• [Supplied records]

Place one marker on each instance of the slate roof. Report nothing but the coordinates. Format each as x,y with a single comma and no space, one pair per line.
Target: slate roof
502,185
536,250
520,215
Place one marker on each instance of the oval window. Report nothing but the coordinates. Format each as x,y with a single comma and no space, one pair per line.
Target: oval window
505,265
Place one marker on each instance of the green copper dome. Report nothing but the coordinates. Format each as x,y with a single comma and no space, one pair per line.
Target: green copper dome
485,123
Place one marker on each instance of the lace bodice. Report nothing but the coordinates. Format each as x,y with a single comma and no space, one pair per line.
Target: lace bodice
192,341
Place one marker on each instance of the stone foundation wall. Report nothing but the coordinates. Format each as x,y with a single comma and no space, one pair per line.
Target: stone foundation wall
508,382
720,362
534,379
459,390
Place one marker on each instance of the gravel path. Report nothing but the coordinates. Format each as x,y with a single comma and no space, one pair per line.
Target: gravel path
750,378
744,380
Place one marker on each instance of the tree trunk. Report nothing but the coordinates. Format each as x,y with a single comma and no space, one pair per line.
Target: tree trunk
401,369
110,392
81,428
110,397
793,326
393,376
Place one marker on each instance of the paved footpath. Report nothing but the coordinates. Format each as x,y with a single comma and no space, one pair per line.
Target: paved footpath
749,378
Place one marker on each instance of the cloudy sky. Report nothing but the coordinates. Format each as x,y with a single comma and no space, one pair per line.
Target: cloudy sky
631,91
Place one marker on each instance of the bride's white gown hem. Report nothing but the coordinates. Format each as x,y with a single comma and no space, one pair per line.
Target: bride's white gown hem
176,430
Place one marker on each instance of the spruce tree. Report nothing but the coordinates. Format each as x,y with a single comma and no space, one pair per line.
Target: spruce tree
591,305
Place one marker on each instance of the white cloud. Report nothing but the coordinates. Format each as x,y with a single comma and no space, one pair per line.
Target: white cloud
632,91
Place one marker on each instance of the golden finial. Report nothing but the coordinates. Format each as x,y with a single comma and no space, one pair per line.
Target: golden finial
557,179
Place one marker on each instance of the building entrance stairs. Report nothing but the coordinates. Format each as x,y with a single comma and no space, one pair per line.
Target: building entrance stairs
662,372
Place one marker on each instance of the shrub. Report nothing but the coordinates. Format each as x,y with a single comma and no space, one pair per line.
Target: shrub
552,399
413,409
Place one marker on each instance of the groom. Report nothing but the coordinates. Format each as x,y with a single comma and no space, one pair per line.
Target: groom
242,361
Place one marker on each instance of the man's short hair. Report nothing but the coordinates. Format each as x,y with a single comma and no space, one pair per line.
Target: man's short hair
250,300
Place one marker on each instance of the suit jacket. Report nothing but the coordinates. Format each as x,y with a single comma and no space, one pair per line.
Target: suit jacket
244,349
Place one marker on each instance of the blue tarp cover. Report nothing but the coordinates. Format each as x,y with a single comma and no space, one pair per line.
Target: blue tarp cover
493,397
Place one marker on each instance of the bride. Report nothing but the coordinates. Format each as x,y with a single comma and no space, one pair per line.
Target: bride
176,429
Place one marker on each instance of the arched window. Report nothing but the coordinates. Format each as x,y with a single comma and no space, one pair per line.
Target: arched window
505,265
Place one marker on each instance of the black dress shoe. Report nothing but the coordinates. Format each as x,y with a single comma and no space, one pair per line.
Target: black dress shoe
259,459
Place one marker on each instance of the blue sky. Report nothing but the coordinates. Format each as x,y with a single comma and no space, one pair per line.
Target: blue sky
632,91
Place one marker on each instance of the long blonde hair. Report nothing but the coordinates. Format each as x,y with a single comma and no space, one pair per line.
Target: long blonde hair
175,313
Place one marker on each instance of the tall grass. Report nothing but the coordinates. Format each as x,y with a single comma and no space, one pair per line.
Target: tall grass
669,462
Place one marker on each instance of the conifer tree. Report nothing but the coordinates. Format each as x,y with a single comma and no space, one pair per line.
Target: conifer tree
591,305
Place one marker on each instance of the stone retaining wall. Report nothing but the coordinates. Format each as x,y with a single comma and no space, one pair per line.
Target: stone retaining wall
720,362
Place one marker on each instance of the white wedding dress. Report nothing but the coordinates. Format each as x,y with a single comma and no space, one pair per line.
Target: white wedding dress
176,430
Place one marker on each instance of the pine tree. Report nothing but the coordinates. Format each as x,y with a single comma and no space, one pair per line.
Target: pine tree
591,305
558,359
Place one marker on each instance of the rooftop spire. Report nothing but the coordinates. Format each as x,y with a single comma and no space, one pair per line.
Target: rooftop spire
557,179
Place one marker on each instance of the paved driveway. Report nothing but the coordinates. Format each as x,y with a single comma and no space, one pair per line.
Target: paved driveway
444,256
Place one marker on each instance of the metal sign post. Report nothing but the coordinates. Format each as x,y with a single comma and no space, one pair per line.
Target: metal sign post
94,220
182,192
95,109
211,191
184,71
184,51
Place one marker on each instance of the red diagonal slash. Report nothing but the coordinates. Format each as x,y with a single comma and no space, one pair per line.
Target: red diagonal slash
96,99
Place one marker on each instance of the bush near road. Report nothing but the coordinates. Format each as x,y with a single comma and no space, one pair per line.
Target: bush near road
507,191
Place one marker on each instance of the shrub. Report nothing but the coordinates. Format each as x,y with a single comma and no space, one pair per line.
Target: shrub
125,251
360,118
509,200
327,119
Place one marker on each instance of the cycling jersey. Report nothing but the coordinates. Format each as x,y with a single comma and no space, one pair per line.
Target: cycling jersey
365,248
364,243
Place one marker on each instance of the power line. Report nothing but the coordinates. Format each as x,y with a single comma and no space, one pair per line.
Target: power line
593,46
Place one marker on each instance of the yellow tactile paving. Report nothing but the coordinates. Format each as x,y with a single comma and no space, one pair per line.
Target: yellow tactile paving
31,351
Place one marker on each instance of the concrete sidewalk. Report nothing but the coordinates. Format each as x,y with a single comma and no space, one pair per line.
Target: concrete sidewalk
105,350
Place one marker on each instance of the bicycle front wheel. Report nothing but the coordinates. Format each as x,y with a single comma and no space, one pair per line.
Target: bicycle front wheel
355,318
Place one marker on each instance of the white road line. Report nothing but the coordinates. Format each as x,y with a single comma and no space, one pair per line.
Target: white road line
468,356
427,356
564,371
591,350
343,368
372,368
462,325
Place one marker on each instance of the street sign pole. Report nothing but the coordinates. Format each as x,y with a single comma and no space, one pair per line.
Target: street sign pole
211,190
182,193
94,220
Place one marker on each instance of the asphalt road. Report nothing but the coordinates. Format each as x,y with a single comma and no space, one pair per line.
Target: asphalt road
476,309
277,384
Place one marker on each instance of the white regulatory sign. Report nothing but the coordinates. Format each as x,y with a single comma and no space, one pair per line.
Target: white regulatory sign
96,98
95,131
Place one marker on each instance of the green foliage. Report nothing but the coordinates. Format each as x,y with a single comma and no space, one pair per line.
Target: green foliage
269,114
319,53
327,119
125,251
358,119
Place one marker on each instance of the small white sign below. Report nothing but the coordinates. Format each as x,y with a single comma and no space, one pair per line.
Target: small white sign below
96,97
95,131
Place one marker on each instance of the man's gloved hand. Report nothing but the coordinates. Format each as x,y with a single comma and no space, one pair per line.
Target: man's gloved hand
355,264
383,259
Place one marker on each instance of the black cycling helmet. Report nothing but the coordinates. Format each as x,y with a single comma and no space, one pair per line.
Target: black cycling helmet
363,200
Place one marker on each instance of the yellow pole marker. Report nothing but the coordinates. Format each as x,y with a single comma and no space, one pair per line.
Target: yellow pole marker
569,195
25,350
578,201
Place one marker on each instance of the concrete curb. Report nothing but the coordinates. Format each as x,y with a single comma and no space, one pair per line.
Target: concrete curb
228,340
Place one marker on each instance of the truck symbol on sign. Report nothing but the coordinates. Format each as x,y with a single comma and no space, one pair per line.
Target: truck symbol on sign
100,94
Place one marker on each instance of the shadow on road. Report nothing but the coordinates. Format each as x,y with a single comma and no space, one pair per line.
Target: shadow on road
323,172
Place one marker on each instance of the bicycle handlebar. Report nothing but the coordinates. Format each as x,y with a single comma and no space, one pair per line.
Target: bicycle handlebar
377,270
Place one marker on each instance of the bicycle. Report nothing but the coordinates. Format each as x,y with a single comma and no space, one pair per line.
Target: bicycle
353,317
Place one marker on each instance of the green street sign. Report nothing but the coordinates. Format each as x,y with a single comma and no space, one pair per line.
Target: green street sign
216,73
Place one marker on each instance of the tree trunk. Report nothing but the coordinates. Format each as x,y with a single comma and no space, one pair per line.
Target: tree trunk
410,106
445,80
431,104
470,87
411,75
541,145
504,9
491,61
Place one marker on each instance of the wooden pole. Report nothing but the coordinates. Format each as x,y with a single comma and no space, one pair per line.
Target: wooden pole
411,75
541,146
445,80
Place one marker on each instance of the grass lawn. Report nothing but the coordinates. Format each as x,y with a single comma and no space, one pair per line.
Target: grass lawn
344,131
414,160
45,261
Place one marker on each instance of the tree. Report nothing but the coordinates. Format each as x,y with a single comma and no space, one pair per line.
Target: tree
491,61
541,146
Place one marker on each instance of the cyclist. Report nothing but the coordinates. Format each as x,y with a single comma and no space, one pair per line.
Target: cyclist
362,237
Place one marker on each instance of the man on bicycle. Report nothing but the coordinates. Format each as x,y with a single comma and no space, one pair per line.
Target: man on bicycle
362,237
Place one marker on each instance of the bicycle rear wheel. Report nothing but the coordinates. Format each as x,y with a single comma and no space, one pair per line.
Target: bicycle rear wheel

• [Do this] Copy the listing from the line with "Place one marker on each instance of the man on" through the end of the listing, changing every "bicycle" to "bike" and leaving all else as it is.

• [Written response]
Place one marker on each instance of the man on bike. Report nothing but the coordinates. Format each as x,y with a single comma and no space, one pair per line.
Target: man on bike
362,237
Place one marker on each instance of the bike rear wheel. Report nothing but the coordinates. Format each as x,y with a single comma and no space, one pair per line.
Target: bike rear wheel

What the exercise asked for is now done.